**Required task A:**
Copy the text of the Voidly measurement scheduler post word for word, between "The naive framing" and "measurement data there.", inclusive.
**Required task B:**
In the records, from the start through the line containing "314 10 L 314" (both ends included), change "job" to "task" and leave everything else unchanged. Give back only those lines.

**Passage provided:**
>>>>

Technical writing

The Voidly measurement scheduler: how we decide which domains to probe and when

December 20, 2024· 9 min read· AI Analytics

CensorshipVoidlyMethodologyInfrastructure

Probing 80 domains across 4 protocols from 37+ vantage points every 5 minutes sounds mechanical. In practice it is a resource-allocation problem with at least three competing constraints: measurement coverage (every domain in every country, on every relevant protocol), probe safety (a probe that hammers all 80 sites in 30 seconds looks like a scanner to a deep-packet inspection system), and freshness (when censorship is actively changing, the most important domains need sub-5-minute resolution, not a 20-minute slot in a round-robin queue).

The measurement scheduler is the system that reconciles those constraints. It runs on the control server, not on any individual probe. At the start of each 5-minute window it generates a MeasurementPlan for every active probe — a prioritized, jittered task list telling the probe exactly which domains to measure, via which protocols, and in what order. This post documents how that plan is constructed.

The measurement budget problem

The naive framing of our measurement surface is: 80 domains × 4 protocols (DNS, TCP/443, HTTP, HTTPS) × 200 countries = 64,000 measurement slots per 5-minute window. That number is manageable in aggregate, but it obscures a structural asymmetry in how our probe network is distributed.

Our 37+ probes do not cover 200 countries equally. High-risk countries — those with active censorship regimes and the highest demand for measurement data — have multiple probes on multiple ASNs. A country like Germany or Japan may have one or two probes primarily for baseline comparison. Countries we have no probe presence in at all are covered only by OONI and CensoredPlanet in our cross-source reconciliation layer; Voidly contributes no direct measurement data there.

For a country with 4 active probes, a naive full-coverage schedule would generate 80 × 4 = 320 tasks per probe per 5-minute window. At 3 concurrent measurement threads per probe (the maximum we set to avoid triggering rate limits), a 320-task queue takes approximately 4–5 minutes to complete, which leaves essentially no slack in the window. Any probe slowdown — a high-latency TLS handshake, a stalled HTTP response waiting for a timeout — pushes measurements into the next window and creates a gap in coverage exactly when we need it most.

The scheduler's job is to reduce that 320-task naive budget to something closer to 50 tasks per window while preserving coverage for the domains and protocols that actually reveal censorship. In steady state, across the global probe network, we average 49 tasks per 5-minute window per probe — a 37% reduction from naive full coverage.

<<<<

**Information provided:**
>>>>

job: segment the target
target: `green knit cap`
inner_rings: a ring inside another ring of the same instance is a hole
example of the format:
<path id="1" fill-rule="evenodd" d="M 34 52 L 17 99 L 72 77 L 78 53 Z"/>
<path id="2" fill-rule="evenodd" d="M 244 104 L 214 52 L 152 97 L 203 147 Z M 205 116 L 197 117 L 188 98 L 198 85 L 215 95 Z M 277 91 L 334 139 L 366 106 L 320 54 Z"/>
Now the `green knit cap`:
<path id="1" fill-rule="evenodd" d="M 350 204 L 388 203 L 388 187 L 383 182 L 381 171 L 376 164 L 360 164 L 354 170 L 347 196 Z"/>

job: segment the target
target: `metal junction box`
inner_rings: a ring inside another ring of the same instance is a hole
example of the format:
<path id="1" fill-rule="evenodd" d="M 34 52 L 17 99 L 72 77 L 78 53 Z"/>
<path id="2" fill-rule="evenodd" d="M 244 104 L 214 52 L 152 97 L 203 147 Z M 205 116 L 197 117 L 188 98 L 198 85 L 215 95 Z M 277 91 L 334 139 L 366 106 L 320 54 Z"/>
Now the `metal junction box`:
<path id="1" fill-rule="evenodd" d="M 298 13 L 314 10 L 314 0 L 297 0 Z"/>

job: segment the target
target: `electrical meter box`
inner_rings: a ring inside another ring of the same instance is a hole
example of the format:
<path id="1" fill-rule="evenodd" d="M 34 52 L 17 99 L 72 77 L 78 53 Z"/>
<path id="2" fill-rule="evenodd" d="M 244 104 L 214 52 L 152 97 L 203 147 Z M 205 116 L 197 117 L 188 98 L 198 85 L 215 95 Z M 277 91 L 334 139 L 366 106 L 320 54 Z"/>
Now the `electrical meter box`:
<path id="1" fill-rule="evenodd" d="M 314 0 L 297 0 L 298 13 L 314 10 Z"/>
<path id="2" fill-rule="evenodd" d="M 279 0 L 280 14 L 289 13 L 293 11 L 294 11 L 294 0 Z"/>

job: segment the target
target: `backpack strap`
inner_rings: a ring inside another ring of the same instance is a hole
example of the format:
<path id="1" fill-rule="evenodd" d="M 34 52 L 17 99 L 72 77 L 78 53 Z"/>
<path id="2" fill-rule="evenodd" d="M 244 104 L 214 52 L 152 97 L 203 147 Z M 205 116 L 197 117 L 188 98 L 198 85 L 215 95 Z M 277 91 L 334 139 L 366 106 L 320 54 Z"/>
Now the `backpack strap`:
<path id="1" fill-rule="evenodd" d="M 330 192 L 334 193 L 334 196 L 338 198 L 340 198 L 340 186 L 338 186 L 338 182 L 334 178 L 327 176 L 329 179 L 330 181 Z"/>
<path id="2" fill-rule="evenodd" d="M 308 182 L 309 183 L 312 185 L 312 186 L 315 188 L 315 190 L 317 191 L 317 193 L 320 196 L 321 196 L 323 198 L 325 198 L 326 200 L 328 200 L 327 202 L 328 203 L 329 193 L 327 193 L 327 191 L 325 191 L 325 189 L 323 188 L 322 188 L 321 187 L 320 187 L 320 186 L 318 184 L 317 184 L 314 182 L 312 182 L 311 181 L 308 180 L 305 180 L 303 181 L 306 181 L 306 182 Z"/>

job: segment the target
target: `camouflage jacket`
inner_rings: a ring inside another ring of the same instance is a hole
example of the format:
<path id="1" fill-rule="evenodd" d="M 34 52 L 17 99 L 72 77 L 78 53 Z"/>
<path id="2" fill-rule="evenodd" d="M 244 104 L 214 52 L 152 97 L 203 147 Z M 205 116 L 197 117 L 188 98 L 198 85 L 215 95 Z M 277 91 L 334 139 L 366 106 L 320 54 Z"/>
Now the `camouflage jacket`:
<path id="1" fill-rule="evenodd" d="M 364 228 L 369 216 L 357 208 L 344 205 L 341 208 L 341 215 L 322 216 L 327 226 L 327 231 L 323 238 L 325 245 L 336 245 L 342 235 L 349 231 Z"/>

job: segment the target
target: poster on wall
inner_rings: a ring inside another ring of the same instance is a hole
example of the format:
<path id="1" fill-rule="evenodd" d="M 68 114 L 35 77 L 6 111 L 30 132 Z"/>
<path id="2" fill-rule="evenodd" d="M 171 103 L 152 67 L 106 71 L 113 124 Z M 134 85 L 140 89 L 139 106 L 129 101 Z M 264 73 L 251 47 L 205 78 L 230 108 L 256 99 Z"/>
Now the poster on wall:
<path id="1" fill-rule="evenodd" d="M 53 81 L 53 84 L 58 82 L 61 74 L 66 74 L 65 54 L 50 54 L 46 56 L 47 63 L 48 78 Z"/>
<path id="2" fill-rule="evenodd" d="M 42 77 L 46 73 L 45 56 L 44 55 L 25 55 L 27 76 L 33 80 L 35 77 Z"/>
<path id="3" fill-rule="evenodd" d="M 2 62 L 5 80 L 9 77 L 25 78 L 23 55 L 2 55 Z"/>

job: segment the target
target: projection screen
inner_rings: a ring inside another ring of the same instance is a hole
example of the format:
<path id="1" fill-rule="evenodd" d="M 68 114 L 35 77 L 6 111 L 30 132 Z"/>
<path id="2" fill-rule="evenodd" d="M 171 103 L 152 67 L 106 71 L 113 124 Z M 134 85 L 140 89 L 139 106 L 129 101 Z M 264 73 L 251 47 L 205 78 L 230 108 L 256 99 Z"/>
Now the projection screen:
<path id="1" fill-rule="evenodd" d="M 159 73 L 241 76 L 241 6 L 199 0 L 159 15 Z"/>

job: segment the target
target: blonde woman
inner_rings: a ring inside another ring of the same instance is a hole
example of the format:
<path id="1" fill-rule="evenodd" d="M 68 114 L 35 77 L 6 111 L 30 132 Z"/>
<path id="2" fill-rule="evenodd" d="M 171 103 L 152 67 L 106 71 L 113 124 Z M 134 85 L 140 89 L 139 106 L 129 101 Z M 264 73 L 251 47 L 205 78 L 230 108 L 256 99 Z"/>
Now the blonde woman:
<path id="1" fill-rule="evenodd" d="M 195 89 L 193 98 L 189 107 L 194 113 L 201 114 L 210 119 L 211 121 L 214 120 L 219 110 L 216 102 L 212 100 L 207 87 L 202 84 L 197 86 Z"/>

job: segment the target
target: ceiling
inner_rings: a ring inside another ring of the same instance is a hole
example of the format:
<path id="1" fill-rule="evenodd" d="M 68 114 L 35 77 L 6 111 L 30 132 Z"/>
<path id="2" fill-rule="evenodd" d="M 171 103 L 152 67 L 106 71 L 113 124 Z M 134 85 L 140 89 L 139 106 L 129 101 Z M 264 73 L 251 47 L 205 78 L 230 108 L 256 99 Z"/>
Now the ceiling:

<<<<

**Final result A:**
The naive framing of our measurement surface is: 80 domains × 4 protocols (DNS, TCP/443, HTTP, HTTPS) × 200 countries = 64,000 measurement slots per 5-minute window. That number is manageable in aggregate, but it obscures a structural asymmetry in how our probe network is distributed.

Our 37+ probes do not cover 200 countries equally. High-risk countries — those with active censorship regimes and the highest demand for measurement data — have multiple probes on multiple ASNs. A country like Germany or Japan may have one or two probes primarily for baseline comparison. Countries we have no probe presence in at all are covered only by OONI and CensoredPlanet in our cross-source reconciliation layer; Voidly contributes no direct measurement data there.

**Final result B:**
task: segment the target
target: `green knit cap`
inner_rings: a ring inside another ring of the same instance is a hole
example of the format:
<path id="1" fill-rule="evenodd" d="M 34 52 L 17 99 L 72 77 L 78 53 Z"/>
<path id="2" fill-rule="evenodd" d="M 244 104 L 214 52 L 152 97 L 203 147 Z M 205 116 L 197 117 L 188 98 L 198 85 L 215 95 Z M 277 91 L 334 139 L 366 106 L 320 54 Z"/>
Now the `green knit cap`:
<path id="1" fill-rule="evenodd" d="M 350 204 L 388 203 L 388 187 L 383 182 L 381 171 L 376 164 L 360 164 L 354 170 L 347 196 Z"/>

task: segment the target
target: `metal junction box`
inner_rings: a ring inside another ring of the same instance is a hole
example of the format:
<path id="1" fill-rule="evenodd" d="M 34 52 L 17 99 L 72 77 L 78 53 Z"/>
<path id="2" fill-rule="evenodd" d="M 244 104 L 214 52 L 152 97 L 203 147 Z M 205 116 L 197 117 L 188 98 L 198 85 L 215 95 Z M 277 91 L 334 139 L 366 106 L 320 54 Z"/>
Now the `metal junction box`:
<path id="1" fill-rule="evenodd" d="M 298 13 L 314 10 L 314 0 L 297 0 Z"/>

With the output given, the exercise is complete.